Aim of the task: Could the lines from the one with "In the UI shown above, point me to the limestone" through the end of the listing be restated exactly, with nothing else included?
Start
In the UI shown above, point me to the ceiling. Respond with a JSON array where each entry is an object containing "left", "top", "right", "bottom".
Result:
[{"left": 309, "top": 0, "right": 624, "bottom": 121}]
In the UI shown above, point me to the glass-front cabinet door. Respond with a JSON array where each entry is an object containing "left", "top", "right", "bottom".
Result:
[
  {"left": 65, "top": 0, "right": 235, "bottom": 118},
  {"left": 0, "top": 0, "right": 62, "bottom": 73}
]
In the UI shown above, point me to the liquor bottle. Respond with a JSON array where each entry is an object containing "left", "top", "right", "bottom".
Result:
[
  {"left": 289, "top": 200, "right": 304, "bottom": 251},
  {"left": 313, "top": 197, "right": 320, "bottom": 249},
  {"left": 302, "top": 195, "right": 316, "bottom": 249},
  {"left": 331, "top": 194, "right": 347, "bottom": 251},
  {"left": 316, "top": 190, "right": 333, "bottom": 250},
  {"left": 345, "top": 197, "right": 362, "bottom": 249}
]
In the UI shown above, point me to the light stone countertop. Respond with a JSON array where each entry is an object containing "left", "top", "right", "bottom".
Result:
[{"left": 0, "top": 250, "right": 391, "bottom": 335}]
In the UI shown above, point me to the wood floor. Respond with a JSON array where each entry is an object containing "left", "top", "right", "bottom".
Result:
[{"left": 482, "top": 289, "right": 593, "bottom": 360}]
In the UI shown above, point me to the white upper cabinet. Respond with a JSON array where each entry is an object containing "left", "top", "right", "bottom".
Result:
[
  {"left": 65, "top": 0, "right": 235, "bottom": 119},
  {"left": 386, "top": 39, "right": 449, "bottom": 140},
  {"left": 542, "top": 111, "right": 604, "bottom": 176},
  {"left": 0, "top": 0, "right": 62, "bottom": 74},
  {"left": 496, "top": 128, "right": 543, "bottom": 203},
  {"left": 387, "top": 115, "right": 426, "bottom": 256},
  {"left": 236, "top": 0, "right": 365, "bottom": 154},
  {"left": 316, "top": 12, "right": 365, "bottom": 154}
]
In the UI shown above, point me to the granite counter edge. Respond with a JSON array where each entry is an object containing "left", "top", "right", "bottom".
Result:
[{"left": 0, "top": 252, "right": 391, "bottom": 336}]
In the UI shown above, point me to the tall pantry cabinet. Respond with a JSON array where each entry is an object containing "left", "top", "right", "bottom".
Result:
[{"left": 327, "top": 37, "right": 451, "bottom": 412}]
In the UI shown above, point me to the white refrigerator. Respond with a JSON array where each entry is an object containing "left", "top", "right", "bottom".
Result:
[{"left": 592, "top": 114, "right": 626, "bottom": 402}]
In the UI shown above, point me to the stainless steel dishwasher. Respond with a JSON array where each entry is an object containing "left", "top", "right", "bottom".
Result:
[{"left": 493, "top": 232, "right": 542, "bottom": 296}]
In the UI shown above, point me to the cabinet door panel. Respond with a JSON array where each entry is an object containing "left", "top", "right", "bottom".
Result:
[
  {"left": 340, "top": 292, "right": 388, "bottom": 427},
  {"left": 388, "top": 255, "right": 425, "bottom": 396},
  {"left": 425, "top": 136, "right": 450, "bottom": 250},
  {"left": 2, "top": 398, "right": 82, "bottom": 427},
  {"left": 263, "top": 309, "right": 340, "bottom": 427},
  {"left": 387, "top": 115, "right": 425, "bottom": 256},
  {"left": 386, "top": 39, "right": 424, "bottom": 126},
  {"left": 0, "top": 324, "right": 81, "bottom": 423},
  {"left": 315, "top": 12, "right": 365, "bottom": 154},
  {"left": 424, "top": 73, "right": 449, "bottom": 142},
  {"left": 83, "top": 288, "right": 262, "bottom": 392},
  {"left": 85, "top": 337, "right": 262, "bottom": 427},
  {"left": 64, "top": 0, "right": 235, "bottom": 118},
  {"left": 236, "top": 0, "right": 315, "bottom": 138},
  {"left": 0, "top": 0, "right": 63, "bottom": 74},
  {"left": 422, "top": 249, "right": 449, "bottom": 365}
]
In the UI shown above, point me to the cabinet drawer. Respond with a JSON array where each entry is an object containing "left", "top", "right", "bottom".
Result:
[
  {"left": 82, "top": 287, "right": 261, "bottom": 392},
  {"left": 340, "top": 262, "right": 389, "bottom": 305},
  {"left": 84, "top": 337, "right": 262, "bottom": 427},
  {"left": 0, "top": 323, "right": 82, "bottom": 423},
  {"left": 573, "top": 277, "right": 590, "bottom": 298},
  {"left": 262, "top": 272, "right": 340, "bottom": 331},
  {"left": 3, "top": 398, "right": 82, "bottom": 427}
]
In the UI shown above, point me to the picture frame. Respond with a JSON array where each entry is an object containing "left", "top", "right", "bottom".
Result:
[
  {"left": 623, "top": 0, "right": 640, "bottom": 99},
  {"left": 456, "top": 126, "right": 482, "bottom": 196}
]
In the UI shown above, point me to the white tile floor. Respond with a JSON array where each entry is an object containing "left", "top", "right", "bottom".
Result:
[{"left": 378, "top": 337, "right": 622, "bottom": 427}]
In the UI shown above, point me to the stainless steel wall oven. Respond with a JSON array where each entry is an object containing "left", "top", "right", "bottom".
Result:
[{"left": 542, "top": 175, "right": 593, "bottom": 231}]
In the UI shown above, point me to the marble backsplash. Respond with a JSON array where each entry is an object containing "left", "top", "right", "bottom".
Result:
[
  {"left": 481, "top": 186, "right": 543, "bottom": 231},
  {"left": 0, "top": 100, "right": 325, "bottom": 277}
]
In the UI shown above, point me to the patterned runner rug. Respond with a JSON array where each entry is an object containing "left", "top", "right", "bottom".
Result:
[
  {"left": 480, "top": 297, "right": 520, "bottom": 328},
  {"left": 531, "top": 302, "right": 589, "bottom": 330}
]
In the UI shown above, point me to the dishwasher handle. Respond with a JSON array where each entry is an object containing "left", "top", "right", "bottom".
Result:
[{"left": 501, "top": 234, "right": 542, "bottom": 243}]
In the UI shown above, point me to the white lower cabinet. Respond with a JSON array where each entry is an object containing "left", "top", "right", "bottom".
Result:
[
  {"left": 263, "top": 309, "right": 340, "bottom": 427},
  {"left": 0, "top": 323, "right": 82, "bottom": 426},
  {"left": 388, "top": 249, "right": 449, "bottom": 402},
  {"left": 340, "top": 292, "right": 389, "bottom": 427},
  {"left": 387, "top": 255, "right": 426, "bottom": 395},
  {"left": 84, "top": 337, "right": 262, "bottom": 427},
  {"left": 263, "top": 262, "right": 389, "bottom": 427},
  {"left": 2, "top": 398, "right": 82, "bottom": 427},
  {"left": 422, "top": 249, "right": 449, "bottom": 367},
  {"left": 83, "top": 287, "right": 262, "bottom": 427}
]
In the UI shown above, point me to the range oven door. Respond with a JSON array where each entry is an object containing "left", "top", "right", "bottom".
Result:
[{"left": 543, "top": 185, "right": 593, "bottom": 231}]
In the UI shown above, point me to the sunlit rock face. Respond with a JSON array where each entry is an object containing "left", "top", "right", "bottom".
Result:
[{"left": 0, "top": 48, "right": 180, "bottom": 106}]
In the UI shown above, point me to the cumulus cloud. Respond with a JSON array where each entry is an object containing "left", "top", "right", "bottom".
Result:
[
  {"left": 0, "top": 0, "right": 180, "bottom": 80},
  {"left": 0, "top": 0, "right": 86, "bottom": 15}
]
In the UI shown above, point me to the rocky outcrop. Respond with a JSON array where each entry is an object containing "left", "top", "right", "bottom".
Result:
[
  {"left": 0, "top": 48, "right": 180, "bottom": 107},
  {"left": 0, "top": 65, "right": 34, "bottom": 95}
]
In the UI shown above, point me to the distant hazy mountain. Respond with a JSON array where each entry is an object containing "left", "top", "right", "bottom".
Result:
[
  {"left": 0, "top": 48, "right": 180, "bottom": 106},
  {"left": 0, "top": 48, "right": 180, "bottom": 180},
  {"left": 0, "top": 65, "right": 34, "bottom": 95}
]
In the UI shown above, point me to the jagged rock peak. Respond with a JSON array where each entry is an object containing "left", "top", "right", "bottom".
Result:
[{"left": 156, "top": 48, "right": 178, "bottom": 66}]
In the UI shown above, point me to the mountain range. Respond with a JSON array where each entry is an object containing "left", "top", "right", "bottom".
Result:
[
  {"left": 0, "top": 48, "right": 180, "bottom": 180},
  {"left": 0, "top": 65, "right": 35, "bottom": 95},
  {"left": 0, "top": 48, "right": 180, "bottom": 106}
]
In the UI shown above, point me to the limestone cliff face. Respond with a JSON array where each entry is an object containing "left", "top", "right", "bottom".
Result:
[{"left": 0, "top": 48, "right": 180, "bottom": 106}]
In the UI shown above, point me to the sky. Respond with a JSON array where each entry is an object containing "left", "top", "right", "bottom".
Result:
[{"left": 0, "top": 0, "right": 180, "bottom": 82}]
End
Finished exercise:
In the UI shown above, point me to the limestone cliff face. Respond with a JSON array where each entry is an object containing "left", "top", "right", "bottom".
Result:
[{"left": 0, "top": 48, "right": 180, "bottom": 106}]
In the UI shown above, point me to the sky. Respond with a JSON array where each entry is an object containing "left", "top", "right", "bottom".
Result:
[{"left": 0, "top": 0, "right": 180, "bottom": 82}]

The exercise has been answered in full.